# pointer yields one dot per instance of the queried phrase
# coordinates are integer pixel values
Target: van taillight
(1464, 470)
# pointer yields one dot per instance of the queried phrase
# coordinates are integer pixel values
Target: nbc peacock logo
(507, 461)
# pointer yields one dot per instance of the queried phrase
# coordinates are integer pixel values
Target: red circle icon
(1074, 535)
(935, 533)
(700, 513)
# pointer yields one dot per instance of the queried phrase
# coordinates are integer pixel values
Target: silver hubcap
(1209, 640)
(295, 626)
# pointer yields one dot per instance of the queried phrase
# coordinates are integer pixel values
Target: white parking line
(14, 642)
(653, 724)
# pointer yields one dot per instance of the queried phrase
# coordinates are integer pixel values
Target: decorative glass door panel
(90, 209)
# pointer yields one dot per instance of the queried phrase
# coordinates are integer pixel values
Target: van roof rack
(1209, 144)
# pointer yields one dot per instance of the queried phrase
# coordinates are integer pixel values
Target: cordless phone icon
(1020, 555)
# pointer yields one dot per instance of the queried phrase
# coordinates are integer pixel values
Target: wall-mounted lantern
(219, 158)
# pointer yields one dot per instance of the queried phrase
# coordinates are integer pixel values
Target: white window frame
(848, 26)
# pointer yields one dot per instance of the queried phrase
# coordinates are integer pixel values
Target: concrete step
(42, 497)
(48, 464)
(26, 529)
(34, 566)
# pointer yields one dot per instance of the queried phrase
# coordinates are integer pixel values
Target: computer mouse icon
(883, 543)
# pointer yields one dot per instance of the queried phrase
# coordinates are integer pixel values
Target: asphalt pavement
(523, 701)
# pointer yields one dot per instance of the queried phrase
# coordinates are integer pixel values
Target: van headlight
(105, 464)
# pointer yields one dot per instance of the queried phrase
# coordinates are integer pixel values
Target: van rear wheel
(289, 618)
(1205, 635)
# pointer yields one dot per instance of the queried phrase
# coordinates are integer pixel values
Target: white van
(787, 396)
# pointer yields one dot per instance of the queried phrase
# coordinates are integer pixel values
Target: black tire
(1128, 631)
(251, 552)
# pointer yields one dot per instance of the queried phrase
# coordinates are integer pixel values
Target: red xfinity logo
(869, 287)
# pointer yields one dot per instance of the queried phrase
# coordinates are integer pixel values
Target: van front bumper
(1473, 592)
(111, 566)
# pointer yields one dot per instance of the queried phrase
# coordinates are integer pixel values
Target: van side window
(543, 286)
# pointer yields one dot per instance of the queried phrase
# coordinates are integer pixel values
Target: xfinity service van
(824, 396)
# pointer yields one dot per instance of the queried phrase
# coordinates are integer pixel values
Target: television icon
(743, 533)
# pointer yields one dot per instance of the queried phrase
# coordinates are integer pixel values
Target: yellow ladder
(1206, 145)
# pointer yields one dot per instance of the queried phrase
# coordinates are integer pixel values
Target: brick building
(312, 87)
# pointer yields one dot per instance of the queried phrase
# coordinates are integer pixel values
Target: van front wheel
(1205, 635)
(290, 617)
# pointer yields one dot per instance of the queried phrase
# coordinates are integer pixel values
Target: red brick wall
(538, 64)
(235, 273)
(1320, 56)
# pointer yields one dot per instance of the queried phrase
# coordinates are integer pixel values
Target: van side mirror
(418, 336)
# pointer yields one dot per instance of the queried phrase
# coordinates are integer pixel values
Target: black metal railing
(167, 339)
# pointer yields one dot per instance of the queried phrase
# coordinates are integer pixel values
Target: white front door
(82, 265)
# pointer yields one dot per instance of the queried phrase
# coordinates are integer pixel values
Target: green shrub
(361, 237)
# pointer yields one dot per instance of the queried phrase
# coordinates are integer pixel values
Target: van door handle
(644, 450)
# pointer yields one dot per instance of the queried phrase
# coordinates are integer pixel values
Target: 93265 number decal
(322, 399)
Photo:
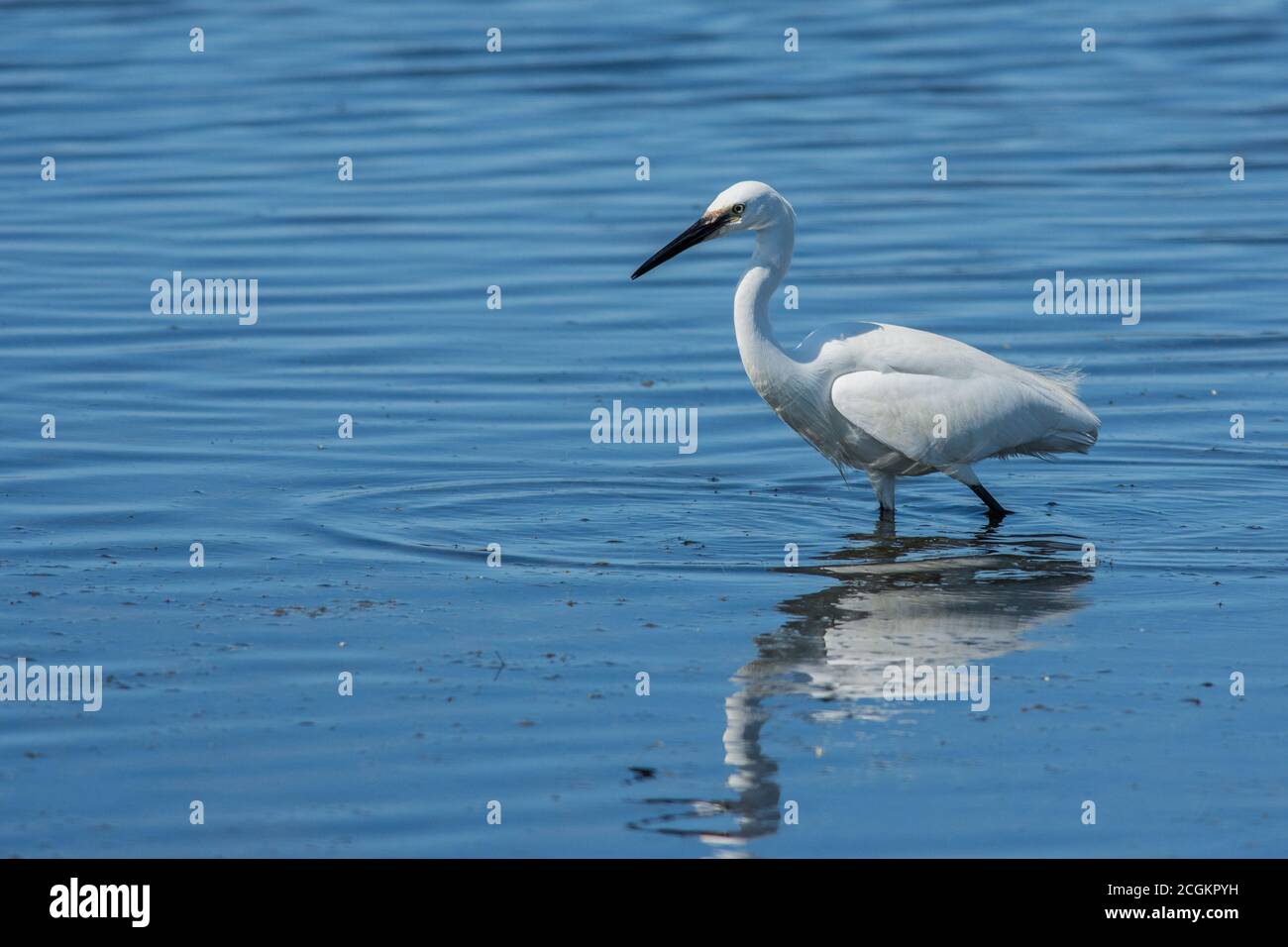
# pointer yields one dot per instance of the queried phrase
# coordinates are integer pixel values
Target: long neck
(767, 365)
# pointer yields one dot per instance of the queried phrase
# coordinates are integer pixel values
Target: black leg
(995, 509)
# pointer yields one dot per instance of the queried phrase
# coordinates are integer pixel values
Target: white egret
(885, 399)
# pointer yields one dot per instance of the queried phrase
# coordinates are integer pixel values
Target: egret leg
(995, 509)
(964, 474)
(883, 484)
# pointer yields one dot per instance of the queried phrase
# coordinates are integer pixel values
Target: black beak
(699, 231)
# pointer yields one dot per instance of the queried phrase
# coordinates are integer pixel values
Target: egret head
(748, 205)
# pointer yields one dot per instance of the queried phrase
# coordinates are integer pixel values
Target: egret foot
(995, 509)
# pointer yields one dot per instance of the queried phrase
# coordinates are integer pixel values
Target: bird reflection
(940, 600)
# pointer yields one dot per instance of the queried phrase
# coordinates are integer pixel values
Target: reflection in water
(934, 599)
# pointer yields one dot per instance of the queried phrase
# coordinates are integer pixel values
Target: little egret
(885, 399)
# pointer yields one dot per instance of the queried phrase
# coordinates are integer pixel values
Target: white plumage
(885, 399)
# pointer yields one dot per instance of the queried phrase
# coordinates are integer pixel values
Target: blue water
(516, 684)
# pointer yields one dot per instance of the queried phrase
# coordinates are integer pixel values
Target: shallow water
(518, 684)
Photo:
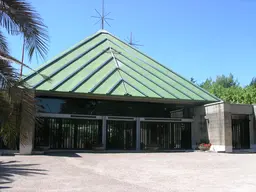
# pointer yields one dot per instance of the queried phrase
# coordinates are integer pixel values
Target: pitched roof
(103, 64)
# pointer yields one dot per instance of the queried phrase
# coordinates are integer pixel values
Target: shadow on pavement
(8, 169)
(62, 154)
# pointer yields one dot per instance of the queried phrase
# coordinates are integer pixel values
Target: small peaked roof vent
(103, 31)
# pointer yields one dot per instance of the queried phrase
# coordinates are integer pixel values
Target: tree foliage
(17, 106)
(228, 89)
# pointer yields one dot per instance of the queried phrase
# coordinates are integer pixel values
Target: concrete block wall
(219, 127)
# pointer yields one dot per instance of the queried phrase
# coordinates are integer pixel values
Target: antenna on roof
(132, 42)
(102, 16)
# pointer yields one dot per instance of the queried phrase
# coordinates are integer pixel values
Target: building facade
(104, 94)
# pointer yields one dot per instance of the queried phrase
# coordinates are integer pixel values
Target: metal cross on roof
(102, 16)
(132, 42)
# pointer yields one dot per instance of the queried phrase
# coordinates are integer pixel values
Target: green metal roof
(103, 64)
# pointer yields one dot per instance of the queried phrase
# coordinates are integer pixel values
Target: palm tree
(18, 17)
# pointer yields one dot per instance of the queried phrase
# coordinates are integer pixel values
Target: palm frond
(17, 16)
(6, 57)
(3, 43)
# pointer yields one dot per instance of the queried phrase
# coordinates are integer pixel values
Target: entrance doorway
(166, 135)
(240, 132)
(121, 135)
(64, 133)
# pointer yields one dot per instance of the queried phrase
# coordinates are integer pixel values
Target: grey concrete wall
(216, 126)
(27, 128)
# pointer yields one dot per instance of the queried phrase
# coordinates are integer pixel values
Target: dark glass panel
(112, 108)
(165, 135)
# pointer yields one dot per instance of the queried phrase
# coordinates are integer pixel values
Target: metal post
(22, 57)
(138, 134)
(104, 131)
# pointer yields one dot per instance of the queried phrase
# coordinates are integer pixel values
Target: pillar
(138, 134)
(104, 132)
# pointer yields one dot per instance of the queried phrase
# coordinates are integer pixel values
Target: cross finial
(102, 16)
(132, 42)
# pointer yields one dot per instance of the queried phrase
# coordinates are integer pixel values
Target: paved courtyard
(129, 172)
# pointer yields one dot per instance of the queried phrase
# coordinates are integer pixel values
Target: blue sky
(195, 38)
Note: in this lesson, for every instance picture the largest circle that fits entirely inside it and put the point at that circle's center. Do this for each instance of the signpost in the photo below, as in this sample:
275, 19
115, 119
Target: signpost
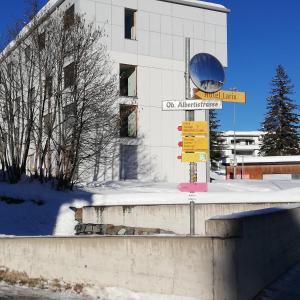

Aim of the exercise → Reproduce the records in full and leave the images behind.

Written reply →
# pointer yields one dot per instance of the queried phrase
# coordinates are integer pixel values
Target: van taillight
(1464, 470)
# pointer yields one dot per instance of the queried phrase
# coordinates are integer pixel values
Target: nbc peacock logo
(507, 461)
# pointer yields one dot per instance of the queried phrase
# coordinates are integer pixel values
Target: red circle icon
(1074, 535)
(935, 533)
(700, 513)
# pointer yields one dot per instance of the queried phrase
# coordinates are integer pixel values
Target: silver hubcap
(1209, 640)
(295, 626)
# pointer yields one dot per instance of the queried phrase
# coordinates are integer pixel values
Target: white parking line
(14, 642)
(653, 724)
# pointer yields one dot per instance of the queried phrase
# coordinates are integer pixel values
Target: decorative glass door panel
(90, 209)
# pointer yields one dot per instance of the queried phrase
# coordinates are integer pixel values
Target: van roof rack
(1209, 144)
# pointer yields one dot per instance of the queried phrase
# coordinates are integer pixel values
Target: cordless phone icon
(1020, 555)
# pointer yields one dot per instance of the queried phrase
# coordinates are integer pixel values
Target: wall-mounted lantern
(219, 158)
# pointer yields one dot per instance of the queried phrase
# coordinates are integer pixel values
Target: white window frame
(848, 26)
# pointer yields one dot per instance of the queried phrase
# coordinates are integer pixel values
Target: concrete step
(42, 497)
(48, 464)
(26, 529)
(34, 566)
# pointer yields one dot per instance of the queried phrase
# coordinates are integer pixel values
Target: computer mouse icon
(883, 543)
# pointer yields one dot per instance of the queried phrase
# coordinates are integer pixel values
Target: asphalt pavement
(523, 701)
# pointer yields one dot per instance of the queried phrase
# coordinates are integer pixel values
Target: van headlight
(105, 464)
# pointer yields one dot per instance of the queried phrase
# coordinates are integer pixel values
Target: van rear wheel
(289, 618)
(1205, 635)
# pointer yields one dot per instance of the queried phrase
# coordinates are integer pixel values
Target: white van
(787, 396)
# pointer yields one dot per instance of the queried phrase
# coordinates are integer pixel values
Target: black tire
(1128, 631)
(251, 552)
# pointer yields one dot per instance of the queried phrase
# coordinates are integer pixel values
Target: red xfinity logo
(869, 287)
# pointer yields one dot per instance of the queried phrase
# coordinates are integer pixel values
Target: van front bumper
(1473, 592)
(111, 566)
# pointer yields one dot per instance of the queried phrase
# coordinates are integer pixel values
Target: van side window
(543, 286)
# pointer yields one dot per instance of the queried phrase
# coordinates are integer pixel values
Target: xfinity service van
(824, 396)
# pointer yields one dot per instance of the queried phrase
# coordinates are integer pixel values
Target: television icon
(743, 533)
# pointer yields one dot per instance of the queried phrase
# coordinates are integer pixel values
Target: yellow ladder
(1206, 145)
# pointer yields one dot per instance of the queried phrase
# coordinates are integer pixel values
Target: brick building
(312, 87)
# pointer yields one dot per instance of the queried phrase
# coordinates are integer pixel values
Target: van front wheel
(1205, 635)
(290, 617)
# pointer yields one dot per instance of the queried phrase
# coordinates are integer pixel values
Target: red brick wall
(538, 64)
(235, 273)
(1320, 56)
# pointer yields one dot per instance of the queried phrase
# coordinates are integer pixel values
Target: van side mirror
(418, 336)
# pointer yields one dot per instance of the queried phrase
# coordinates are integer pixel values
Target: black metal railing
(167, 339)
# pointer yields one dot per instance of the queried phrase
# coordinates are integer pixel values
Target: white front door
(82, 265)
# pointer yields one dot per instance of the queried phrase
# coordinates are integer pixel values
Target: green shrub
(361, 237)
# pointer yields one dot per instance of the queried phrase
# coordinates are integer pixel values
Target: van door handle
(644, 450)
# pointer yields one dot per instance of the queried phrase
# coordinates are integer pixel values
Target: 93265 number decal
(322, 399)
Photo:
# pointer yields one dot per instance of the queried phrase
# coordinates are integer pixel values
Target: long neck
(767, 365)
# pointer yields one dot per instance of the queried phrase
# coordinates are integer pixel values
Target: black leg
(995, 509)
# pointer yields one dot per instance of the queried phrase
# coordinates are integer pixel values
Target: white egret
(885, 399)
# pointer yields one dot per instance of the queried phrase
# coordinates are integer pixel values
Target: egret leg
(995, 509)
(964, 474)
(883, 484)
# pointer yields one dot per instance of the queried phrase
# coordinates are integer pixel values
Target: black beak
(699, 231)
# pointer yields one dot per instance of the queried phrase
# coordinates are integer pixel values
Target: egret head
(748, 205)
# pointer yields one dot per instance of the queried phrase
# coordinates are integer pixel values
Target: egret foot
(995, 509)
# pointer yields one dot per instance of the queried phrase
# coordinates are integer pixel values
Target: bird reflection
(940, 600)
# pointer yields one dot per instance of the queried phrase
# coordinates are integer pixel values
Target: reflection in water
(934, 599)
# pointer yields one dot per instance of the queried phrase
# coordinates are integer pixel values
Target: little egret
(885, 399)
# pointer yields one dot per instance of the queried phrase
# coordinates are integer pixel values
Target: white plumage
(885, 399)
# pointer yields one dot per instance of the queried phrase
# coordinates are integer pixel values
Target: blue water
(516, 684)
# pointer yields one dot per instance of the queried phrase
# coordinates are integer pixel values
Target: shallow water
(518, 684)
Photo:
# pointer yields one dot per instance of the queried phrase
# coordinates are integer pixel values
Target: pitched roof
(103, 64)
# pointer yields one dot per instance of the queried phrase
# coordinates are integer pixel values
Target: shadow on pavement
(8, 169)
(62, 154)
# pointer yields one dot per instance of the queried phrase
# coordinates are integer pixel values
Target: small peaked roof vent
(103, 31)
# pointer yields one dot per instance of the queried phrase
# coordinates are integer pixel values
Target: tree foliage
(17, 106)
(228, 89)
# pointer yields one dot per instance of the queried phrase
# coordinates are integer pixel values
Target: concrete block wall
(219, 127)
# pointer yields one dot per instance of the queried phrase
# coordinates are integer pixel values
Target: antenna on roof
(132, 42)
(102, 16)
# pointer yields one dot per instance of the queried phrase
# coordinates are integer pixel values
Target: building facade
(104, 94)
# pointer yields one dot per instance of the queried phrase
# coordinates are integer pixel values
Target: metal cross on roof
(102, 16)
(132, 42)
# pointer yields one dot per instance of the queried phrase
# coordinates are integer pixel values
Target: green metal roof
(103, 64)
# pointer yields one dot per instance of the queried phrase
# coordinates are integer pixel values
Target: palm tree
(18, 17)
# pointer yields one dot per instance of the queried phrase
# coordinates are integer pixel values
Target: palm frond
(17, 16)
(6, 57)
(3, 43)
# pointer yields one dot per instance of the queried phrase
# coordinates are integer pixel values
Target: entrance doorway
(166, 135)
(240, 132)
(121, 135)
(64, 133)
# pointer yields one dot per instance of the queried phrase
# coordinates are integer pixel values
Target: grey concrete wall
(216, 126)
(27, 128)
# pointer yields one dot per instance of the queried phrase
# coordinates are integer pixel values
Target: dark glass panel
(112, 108)
(165, 135)
# pointer yields one dot per instance of the queried phrase
# coordinates are integer pixel values
Target: metal post
(22, 57)
(138, 134)
(104, 131)
# pointer yields one dot per instance of the queried phrase
# coordinates are integer pixel values
Target: pillar
(138, 134)
(104, 132)
# pointer yields one dot per instance of the queried phrase
# coordinates are integer pixel values
Target: cross finial
(102, 16)
(132, 42)
# pointer yields one dot per instance of the queried phrase
# coordinates are integer pixel values
Target: paved courtyard
(129, 172)
# pointer yields one dot per instance of the queried phrase
# coordinates are integer pixel values
Target: blue sky
(195, 38)
Note: in this lesson, for every instance picture the largest circle that fits entirely inside it and put the point at that circle's center. Do this for each instance of the signpost in the photo below, as in this sample:
275, 19
115, 119
Target: signpost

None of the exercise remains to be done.